Pointing dataset records:
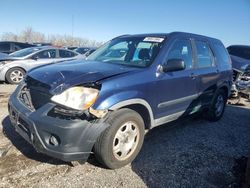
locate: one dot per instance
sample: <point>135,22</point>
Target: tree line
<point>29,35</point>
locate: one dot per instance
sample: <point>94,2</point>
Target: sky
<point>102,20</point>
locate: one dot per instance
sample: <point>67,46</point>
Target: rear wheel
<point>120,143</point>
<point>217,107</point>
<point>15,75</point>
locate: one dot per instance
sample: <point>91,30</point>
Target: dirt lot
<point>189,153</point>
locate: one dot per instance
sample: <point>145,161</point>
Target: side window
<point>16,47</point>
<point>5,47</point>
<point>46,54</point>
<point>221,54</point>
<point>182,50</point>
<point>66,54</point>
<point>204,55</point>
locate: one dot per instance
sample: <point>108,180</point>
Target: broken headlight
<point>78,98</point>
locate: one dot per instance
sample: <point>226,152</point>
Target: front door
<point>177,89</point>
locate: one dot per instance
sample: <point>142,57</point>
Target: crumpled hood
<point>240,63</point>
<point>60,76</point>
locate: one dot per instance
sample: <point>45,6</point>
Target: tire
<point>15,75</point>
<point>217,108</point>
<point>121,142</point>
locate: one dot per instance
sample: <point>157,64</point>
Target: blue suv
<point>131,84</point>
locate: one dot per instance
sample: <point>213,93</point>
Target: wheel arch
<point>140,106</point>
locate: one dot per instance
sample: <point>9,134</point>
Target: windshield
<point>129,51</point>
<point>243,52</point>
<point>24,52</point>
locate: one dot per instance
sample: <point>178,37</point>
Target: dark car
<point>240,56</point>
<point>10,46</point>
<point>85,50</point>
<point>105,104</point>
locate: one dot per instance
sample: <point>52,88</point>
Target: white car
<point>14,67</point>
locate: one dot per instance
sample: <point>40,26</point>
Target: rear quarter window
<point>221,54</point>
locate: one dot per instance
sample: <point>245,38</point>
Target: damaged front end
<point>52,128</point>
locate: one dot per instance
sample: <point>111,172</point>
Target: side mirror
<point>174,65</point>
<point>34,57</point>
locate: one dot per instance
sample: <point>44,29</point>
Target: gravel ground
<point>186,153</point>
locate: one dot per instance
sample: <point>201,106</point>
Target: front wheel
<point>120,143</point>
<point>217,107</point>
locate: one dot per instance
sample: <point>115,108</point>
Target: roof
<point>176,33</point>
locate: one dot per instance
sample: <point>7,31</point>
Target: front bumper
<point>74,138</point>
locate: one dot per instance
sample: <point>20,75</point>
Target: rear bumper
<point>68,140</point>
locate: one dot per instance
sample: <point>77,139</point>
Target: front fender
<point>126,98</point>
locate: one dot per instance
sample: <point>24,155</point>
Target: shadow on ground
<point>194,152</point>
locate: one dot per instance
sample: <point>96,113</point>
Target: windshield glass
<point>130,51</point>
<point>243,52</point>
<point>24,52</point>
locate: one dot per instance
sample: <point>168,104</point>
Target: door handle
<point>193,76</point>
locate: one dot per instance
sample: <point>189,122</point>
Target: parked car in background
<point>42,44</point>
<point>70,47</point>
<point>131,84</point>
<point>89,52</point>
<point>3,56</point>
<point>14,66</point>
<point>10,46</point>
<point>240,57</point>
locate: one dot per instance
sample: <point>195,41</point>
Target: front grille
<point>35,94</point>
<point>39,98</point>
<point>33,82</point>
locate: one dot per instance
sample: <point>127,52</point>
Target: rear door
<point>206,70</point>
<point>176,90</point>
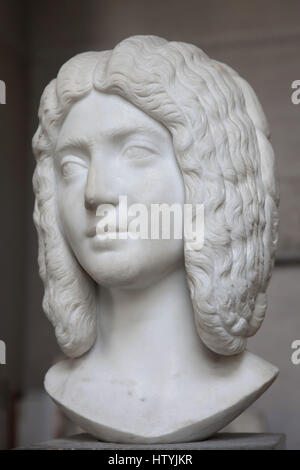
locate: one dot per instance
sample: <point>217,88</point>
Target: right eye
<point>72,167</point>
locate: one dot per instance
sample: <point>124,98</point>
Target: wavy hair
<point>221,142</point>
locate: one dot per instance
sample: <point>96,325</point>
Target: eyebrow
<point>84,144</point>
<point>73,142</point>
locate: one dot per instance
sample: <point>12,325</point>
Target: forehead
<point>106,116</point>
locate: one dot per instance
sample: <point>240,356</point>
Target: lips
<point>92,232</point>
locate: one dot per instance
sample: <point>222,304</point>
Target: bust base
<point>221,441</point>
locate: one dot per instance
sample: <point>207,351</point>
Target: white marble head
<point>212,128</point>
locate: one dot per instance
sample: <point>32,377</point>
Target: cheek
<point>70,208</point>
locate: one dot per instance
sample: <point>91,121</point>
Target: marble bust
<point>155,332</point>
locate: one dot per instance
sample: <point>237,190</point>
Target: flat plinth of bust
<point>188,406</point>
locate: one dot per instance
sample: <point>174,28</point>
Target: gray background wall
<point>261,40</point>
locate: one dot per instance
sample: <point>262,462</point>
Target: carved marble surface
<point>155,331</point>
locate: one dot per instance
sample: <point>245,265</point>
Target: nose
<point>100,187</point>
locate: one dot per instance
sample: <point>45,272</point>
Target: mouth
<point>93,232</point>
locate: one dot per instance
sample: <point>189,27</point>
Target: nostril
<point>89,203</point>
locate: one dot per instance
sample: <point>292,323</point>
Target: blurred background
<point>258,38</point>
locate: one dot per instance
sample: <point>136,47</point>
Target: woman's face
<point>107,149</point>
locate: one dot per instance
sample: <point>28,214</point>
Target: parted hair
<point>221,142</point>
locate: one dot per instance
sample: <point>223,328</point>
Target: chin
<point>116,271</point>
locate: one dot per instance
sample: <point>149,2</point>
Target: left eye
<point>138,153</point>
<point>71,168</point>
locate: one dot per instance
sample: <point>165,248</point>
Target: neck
---
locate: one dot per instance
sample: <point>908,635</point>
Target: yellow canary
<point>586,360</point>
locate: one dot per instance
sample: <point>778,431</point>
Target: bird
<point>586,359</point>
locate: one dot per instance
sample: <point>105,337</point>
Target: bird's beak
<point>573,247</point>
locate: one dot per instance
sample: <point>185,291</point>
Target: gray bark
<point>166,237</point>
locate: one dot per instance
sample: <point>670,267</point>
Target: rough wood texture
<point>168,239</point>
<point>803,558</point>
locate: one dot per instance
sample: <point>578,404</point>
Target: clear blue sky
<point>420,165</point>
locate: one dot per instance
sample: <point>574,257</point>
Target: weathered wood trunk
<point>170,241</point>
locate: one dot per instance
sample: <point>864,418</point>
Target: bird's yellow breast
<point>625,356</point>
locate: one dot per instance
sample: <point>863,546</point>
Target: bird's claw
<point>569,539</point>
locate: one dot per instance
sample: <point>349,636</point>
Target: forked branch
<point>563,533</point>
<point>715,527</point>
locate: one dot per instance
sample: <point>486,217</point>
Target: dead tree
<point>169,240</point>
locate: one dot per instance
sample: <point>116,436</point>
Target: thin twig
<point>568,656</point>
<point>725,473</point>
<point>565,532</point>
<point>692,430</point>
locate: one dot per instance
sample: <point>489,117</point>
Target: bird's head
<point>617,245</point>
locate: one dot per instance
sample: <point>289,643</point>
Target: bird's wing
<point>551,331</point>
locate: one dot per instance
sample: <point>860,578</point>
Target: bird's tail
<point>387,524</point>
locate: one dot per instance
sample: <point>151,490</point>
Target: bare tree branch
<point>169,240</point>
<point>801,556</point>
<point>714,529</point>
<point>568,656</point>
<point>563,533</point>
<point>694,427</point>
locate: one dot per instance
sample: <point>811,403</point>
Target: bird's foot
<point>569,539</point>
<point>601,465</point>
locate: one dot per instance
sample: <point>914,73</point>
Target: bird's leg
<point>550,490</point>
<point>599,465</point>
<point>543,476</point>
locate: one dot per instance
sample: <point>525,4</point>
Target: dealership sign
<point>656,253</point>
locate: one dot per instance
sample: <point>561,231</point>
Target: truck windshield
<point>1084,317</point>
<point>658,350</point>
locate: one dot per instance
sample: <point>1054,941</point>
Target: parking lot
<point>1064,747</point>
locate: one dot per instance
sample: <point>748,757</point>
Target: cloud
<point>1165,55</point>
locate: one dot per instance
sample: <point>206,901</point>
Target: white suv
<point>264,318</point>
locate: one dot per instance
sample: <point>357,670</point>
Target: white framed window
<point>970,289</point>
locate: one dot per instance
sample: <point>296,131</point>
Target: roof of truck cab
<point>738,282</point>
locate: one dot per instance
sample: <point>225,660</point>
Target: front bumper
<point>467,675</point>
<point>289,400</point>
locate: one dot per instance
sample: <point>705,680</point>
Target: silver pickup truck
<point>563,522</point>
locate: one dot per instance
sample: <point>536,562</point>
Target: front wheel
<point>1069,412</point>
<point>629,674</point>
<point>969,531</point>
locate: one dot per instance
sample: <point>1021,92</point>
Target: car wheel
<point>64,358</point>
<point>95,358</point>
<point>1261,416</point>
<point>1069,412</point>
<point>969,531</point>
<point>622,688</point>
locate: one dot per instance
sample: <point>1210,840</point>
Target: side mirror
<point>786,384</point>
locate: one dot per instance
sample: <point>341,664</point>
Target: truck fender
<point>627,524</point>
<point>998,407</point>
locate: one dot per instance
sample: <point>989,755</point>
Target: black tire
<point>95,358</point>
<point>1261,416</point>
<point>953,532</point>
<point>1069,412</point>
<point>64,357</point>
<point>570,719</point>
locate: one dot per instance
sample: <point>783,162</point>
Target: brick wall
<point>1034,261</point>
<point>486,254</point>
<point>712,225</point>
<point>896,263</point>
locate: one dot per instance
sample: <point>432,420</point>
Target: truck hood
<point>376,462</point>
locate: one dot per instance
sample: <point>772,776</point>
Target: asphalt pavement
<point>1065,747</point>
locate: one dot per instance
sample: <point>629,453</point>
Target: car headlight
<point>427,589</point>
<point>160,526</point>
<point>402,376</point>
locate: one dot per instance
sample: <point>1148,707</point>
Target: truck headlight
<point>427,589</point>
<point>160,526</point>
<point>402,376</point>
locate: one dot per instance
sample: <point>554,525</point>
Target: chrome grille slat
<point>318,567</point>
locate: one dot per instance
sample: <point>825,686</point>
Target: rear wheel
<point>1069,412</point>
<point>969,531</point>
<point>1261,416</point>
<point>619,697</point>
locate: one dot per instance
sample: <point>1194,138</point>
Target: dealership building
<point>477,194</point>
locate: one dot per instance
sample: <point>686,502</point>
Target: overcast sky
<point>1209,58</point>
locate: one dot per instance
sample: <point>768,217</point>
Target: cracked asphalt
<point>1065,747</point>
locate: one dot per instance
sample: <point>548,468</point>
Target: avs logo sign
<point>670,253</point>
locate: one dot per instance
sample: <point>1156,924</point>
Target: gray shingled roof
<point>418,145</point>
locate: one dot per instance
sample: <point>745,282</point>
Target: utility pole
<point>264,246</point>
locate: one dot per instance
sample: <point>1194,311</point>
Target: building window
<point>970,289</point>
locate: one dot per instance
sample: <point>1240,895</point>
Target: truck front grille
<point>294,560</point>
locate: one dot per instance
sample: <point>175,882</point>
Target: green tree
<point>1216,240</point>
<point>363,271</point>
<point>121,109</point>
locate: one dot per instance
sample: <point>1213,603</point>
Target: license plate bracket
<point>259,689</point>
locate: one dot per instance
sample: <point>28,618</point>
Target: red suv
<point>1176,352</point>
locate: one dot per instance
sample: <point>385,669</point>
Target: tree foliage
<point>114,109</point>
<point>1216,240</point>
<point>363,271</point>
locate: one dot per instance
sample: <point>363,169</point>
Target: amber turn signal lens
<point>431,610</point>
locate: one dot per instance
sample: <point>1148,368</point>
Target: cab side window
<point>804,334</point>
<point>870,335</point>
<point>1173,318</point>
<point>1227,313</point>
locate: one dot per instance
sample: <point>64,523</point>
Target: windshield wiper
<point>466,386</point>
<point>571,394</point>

WRITTEN PROBLEM:
Please identify each line of the data containing the word "grille" and copy those lines in full. The match is case-sensitive.

THE RESULT:
Target: front grille
Target: chrome grille slat
Target: truck front grille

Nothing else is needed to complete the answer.